=== Problems to work on ===
a - Answer these questions using the biography of Amelia Curzon:
(i) Where did she grow up?
(ii) How many publishers rejected her first draft before she felt defeated?
(iii) Who found the story after it was put away?
b - Copy the biography of Amelia Curzon word for word, from "Amelia Curzon is" up to and including "of four-legged creatures.".
c - Write the next part of the biography of Amelia Curzon, picking up after its last sentence.

Amelia Curzon is an author, blogger, children’s book reviewer, budding environmentalist and lover of all creatures on the planet. Having grown up in the Mediterranean and having later lived and worked in various countries, including the United States of America and South Africa, she eventually settled in the United Kingdom.
She is also the mother of two grown children who provide her with much of her inspiration in life. Her interests include horses and all other animals (wild and domesticated), children, the environment, reading, and of course writing. She has been writing short stories and poems since childhood and had created and narrated many stories to her own children in their younger years. Insomuch as her stories have always been about animals it seems only natural her first book be written for the genres children and teen and contain lots of four-legged creatures.
Amelia wrote the first draft of Mungai and the Goa Constrictor a few years ago, proudly sent the finished product to a handful of traditional publishers and after only 3 rejections felt totally defeated. Silly! But that was then. The story was put safely away. And then she forgot all about it. Until that is, her son found it, read it, and passed on to his sister to read. Between them they persuaded Amelia to try to ePublish. Spurred on by her children’s faith in her, she decided to approach the task of re-editing and updating and the mammoth and mind-boggling mission of self-promotion. She had to find her feet pretty quickly and armed with bucket loads of good, and some bad, advice plunged head first into the daunting world of the self-published author.

=== Given material ===

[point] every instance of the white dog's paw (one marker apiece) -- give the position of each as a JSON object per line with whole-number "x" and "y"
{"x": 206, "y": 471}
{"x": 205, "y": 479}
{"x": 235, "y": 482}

=== Numbered answers ===
a -
(i) In the Mediterranean.
(ii) Three.
(iii) Her son.

b -
Amelia Curzon is an author, blogger, children’s book reviewer, budding environmentalist and lover of all creatures on the planet. Having grown up in the Mediterranean and having later lived and worked in various countries, including the United States of America and South Africa, she eventually settled in the United Kingdom.
She is also the mother of two grown children who provide her with much of her inspiration in life. Her interests include horses and all other animals (wild and domesticated), children, the environment, reading, and of course writing. She has been writing short stories and poems since childhood and had created and narrated many stories to her own children in their younger years. Insomuch as her stories have always been about animals it seems only natural her first book be written for the genres children and teen and contain lots of four-legged creatures.

c -
Mungai and the Goa Constrictor is now published as an eBook and in paperback.
Amelia is currently working on a sequel to Mungai and the Goa Constrictor entitled Mungai Most Wanted. The book is expected to be released in 2014.
What prompted Amelia to write Mungai and the Goa Constrictor?
Amelia felt strongly enough about certain events to put them into words a child would recognise and enjoy. She had the idea for Mungai and the Goa Constrictor after seeing how many times her own children were fooled into naïvely attaching themselves to situations and people without realising the potential dangers – trusting without question and following without forethought. For her it was a warning; a way of understanding that if children, and young adults, did not show vigilance or did not appreciate the dangers, they could find themselves gulled into believing things which simply were not true; people do lie and they do mislead, as a result circumstances might arise which may not be beneficial to them.
Another reason she felt compelled to write this book!
This article was first published at Yesterday’s Daughter’s Blogspot entitled:
“Why are the morally bankrupt so hell-bent on our destruction?”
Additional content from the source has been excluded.